Copy all the records exactly; the complete set is the expected result.

**INFORMATION SUPPLIED:**
▼▼▼
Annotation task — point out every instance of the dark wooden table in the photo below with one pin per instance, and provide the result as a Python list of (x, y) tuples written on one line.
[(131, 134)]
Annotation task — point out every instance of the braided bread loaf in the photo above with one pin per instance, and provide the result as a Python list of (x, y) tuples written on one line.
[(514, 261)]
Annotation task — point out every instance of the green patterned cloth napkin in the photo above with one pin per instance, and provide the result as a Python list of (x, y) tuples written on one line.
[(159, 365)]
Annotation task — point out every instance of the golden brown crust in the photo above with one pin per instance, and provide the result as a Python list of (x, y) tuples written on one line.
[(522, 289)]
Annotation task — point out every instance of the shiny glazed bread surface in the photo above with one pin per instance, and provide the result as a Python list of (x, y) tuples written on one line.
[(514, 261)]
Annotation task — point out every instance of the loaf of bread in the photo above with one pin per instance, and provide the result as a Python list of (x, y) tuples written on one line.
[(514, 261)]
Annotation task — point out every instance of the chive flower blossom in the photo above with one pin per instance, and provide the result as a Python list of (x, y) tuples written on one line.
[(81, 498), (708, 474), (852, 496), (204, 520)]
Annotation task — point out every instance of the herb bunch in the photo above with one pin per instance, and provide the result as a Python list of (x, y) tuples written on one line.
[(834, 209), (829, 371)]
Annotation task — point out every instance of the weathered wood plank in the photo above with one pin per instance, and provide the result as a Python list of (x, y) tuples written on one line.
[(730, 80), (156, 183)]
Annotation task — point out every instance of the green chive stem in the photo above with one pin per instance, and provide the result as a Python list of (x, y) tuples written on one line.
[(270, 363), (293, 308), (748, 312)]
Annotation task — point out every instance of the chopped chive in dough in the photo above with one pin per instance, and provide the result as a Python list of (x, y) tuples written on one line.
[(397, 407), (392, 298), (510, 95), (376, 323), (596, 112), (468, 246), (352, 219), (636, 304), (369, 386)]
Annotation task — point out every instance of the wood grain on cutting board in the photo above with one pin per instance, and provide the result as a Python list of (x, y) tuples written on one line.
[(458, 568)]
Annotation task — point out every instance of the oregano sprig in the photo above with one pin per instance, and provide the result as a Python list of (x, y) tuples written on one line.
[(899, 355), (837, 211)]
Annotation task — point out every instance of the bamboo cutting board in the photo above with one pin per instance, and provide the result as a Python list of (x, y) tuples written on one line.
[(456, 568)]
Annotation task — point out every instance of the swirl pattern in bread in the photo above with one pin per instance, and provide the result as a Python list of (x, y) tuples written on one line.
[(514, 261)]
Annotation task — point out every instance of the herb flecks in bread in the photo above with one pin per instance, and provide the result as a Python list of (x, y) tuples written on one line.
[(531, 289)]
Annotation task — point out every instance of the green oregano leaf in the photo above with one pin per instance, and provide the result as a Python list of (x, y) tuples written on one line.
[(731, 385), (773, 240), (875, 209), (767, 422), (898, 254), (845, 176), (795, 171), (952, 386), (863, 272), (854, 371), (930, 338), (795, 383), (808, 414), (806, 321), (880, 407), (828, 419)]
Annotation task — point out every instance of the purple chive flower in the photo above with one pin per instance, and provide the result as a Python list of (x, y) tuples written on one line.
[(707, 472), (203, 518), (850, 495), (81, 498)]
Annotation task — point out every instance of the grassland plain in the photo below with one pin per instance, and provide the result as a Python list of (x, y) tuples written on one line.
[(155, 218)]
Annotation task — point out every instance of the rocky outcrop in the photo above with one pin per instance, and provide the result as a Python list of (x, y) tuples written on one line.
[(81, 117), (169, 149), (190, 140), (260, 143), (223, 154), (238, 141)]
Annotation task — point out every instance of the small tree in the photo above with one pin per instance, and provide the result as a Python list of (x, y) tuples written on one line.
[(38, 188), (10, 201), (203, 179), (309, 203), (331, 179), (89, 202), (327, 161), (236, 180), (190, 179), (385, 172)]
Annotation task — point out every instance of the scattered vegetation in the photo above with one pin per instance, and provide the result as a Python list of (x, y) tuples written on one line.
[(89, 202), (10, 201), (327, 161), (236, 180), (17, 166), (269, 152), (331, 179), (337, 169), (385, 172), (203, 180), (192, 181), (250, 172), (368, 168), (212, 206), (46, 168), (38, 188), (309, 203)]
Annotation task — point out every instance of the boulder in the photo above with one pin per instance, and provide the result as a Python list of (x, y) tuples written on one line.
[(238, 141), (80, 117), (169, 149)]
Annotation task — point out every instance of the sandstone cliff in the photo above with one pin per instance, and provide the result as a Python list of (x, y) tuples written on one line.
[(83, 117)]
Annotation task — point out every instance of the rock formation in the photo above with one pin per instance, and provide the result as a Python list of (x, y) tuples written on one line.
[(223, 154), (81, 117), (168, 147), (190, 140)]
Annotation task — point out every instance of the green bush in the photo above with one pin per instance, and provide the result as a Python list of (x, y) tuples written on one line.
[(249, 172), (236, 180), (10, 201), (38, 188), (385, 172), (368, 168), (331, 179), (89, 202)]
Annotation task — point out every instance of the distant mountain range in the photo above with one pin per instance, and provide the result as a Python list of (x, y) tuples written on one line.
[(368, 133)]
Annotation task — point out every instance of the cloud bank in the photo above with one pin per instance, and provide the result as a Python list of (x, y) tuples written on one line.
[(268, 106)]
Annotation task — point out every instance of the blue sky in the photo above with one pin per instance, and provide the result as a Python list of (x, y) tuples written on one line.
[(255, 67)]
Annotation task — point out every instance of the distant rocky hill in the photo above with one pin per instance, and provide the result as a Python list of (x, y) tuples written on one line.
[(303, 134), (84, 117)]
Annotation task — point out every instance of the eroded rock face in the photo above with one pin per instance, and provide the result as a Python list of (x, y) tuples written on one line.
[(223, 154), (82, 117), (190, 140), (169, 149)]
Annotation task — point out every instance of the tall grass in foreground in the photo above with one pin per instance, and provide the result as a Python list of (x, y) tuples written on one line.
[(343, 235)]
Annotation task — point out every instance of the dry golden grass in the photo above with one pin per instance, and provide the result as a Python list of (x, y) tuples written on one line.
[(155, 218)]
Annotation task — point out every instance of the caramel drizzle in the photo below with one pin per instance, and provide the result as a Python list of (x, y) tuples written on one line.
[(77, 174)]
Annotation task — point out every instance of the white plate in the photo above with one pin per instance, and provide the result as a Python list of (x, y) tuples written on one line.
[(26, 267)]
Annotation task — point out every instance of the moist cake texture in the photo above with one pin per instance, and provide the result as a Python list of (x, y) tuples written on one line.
▲▲▲
**ANSWER TO THE EXERCISE:**
Annotation task — point out every instance of the dark wooden table in the photo below with one pin per instance, and provide the result as a Python list of (x, y) tuples written on one line.
[(131, 134)]
Annotation task — point out every instance of the braided bread loaf in the photo above with one pin per instance, and provide the result as a Python list of (x, y) tuples written on one line.
[(514, 261)]
Annotation task — point out every instance of the green patterned cloth napkin in the photo above with one pin per instance, and provide the result as a Python list of (x, y) tuples written on one line.
[(159, 365)]
Annotation task — point out every instance of the golden brown crust in the photo above with one pin per instance, and provide the result as a Python list of (x, y) tuples written on one line.
[(522, 289)]
Annotation task — point out every instance of the shiny glazed bread surface in the photo above with one pin per instance, and provide the result as a Python list of (x, y) tuples written on one line.
[(514, 261)]
Annotation task — point out every instance of the loaf of bread in the photo above with one pin per instance, and provide the result as a Python list of (x, y) tuples written on one line.
[(514, 261)]
Annotation task — point out every instance of the chive flower blossom in the photo above with one pin per instance, and provide the result as a Python list of (x, y) tuples written on one line.
[(81, 498), (708, 474), (852, 496), (204, 520)]
Annotation task — point out every instance of the herb bunch in the photo above with one pin per instance, and provide the result as a Python list of (x, y) tuples written on one line.
[(834, 209), (829, 371)]
Annotation task — point out every instance of the weathered wood plank in the photo above with one pin per instance, and provide the result as a Python list of (x, y) tuples written on one line.
[(730, 80), (156, 183)]
Annotation task — point out every instance of the green chive stem in the photo above with one pin per instance, and provide the result as a Python list of (x, y) tuples written on one line.
[(270, 363), (293, 308), (748, 312)]
Annotation task — point out every instance of the chopped chive in dough in the photo above with one pin per instance, and provide the result as a Python list of (x, y) tuples written on one line.
[(397, 407), (392, 298), (510, 95), (376, 323), (596, 112), (468, 246), (352, 219), (636, 304), (369, 386)]
Annotation task — point out every instance of the wood grain on cutting board in the photo above with one pin per instance, and provide the result as a Python list of (x, y) tuples written on one line.
[(458, 568)]
Annotation task — point out every instance of the oregano sprig in the photo above with one pin per instance, and provide the result as a Python list of (x, y) tuples written on one line.
[(899, 355), (837, 211)]
Annotation task — point out every instance of the bamboo cutting board in the photo above with one pin per instance, and provide the result as a Python list of (x, y) tuples written on one line.
[(456, 568)]
Annotation task — point out every instance of the swirl pattern in bread in the photo above with one pin per instance, and provide the result as a Python list of (x, y) tuples written on one line.
[(514, 261)]
Annotation task — point out every instance of the herb flecks in bread in the photo above with one pin per instance, and provide the result as a Python list of (x, y) tuples written on one line.
[(531, 289)]
Annotation task — point out every instance of the green oregano leaf in the photo above with one pin per instance, and provide the result as a Python list of (x, y) tuples written on one line.
[(731, 385), (773, 240), (875, 209), (767, 422), (898, 254), (845, 176), (795, 171), (952, 386), (863, 272), (854, 371), (930, 338), (795, 383), (808, 414), (806, 321), (880, 407), (828, 419)]
Annotation task — point out every instance of the purple chive flower in the photo above with one pin per instance, and provide the result as a Python list of (x, y) tuples written on one line.
[(707, 472), (203, 518), (850, 495), (81, 498)]
Annotation task — point out every instance of the grassland plain in the photo below with one pin per instance, and provide the result as a Python list of (x, y) tuples written on one line.
[(155, 218)]
Annotation task — point out every instance of the rocky outcrop in the photo above with one pin per instance, and provide the result as a Python list of (x, y) tuples written on one line.
[(81, 117), (169, 149), (190, 140), (260, 143), (223, 154), (238, 141)]
Annotation task — point out every instance of the small tree in the photo above with one pin per instance, and provide the result as a Python list of (x, y) tuples written on one line.
[(38, 188), (10, 201), (203, 179), (309, 203), (331, 179), (89, 202), (327, 161), (236, 180), (190, 179), (385, 172)]
Annotation task — point out every instance of the scattered vegetation in the photo above with one pin per instance, and provide the result as a Python list of (x, y) tuples written on one line.
[(89, 202), (10, 201), (327, 161), (236, 180), (17, 166), (269, 152), (331, 179), (337, 169), (385, 172), (203, 180), (192, 181), (250, 172), (368, 168), (212, 206), (46, 168), (38, 188), (309, 203)]
Annotation task — point out every instance of the boulder in the photo above with one pin per instance, and provide the result as a Python list of (x, y) tuples written on one line.
[(238, 141), (80, 117), (169, 149)]
Annotation task — point out every instance of the sandstone cliff in the photo above with one pin per instance, and provide the result as a Python list of (x, y) tuples written on one line.
[(83, 117)]
Annotation task — point out every instance of the rock formation in the photo above with one pin per instance, and provide the result as a Python list of (x, y) tuples written on one line.
[(223, 154), (81, 117), (168, 147), (190, 140)]
Annotation task — point out every instance of the green bush in the photo above with one pin per instance, and provide the result as a Python list of (x, y) tuples written on one line.
[(249, 172), (236, 180), (10, 201), (38, 188), (385, 172), (368, 168), (331, 179), (89, 202)]
Annotation task — point out every instance of the distant mountain range in the photo above with one pin per instance, and provide the result as a Python list of (x, y) tuples written on one line.
[(368, 133)]
Annotation task — point out every instance of the cloud bank in the photo above with one pin per instance, and provide the result as a Python list of (x, y) tuples written on one line.
[(268, 106)]
Annotation task — point out every instance of the blue sky in the photo above with one pin per instance, and provide the result as a Python list of (x, y) tuples written on one line.
[(255, 67)]
Annotation task — point out every instance of the distant rocky hill in the photo above with one pin per instance, and provide the result as a Python list of (x, y) tuples written on one line.
[(303, 134), (84, 117)]
Annotation task — point out every instance of the eroded rock face in the photo above with one pin per instance, and provide the result as a Python list of (x, y) tuples written on one line.
[(223, 154), (82, 117), (190, 140), (169, 149)]
Annotation task — point out every instance of the tall grass in foreground in the photo above with one pin per instance, and provide the result as a Python list of (x, y) tuples written on one line.
[(343, 235)]
Annotation task — point out every instance of the dry golden grass in the photo above with one pin per instance, and provide the result as a Python list of (x, y) tuples written on one line.
[(155, 218)]
Annotation task — point out every instance of the caramel drizzle in the photo below with one pin per instance, and provide the result as a Python list of (x, y) tuples written on one line.
[(77, 174)]
Annotation task — point out every instance of the white plate in the photo above with one pin per instance, and provide the result as a Python list of (x, y) tuples written on one line.
[(26, 267)]
Annotation task — point out every instance of the moist cake texture in the photo above with one pin per instance, and provide the result as a Python list of (x, y) tuples written on one line.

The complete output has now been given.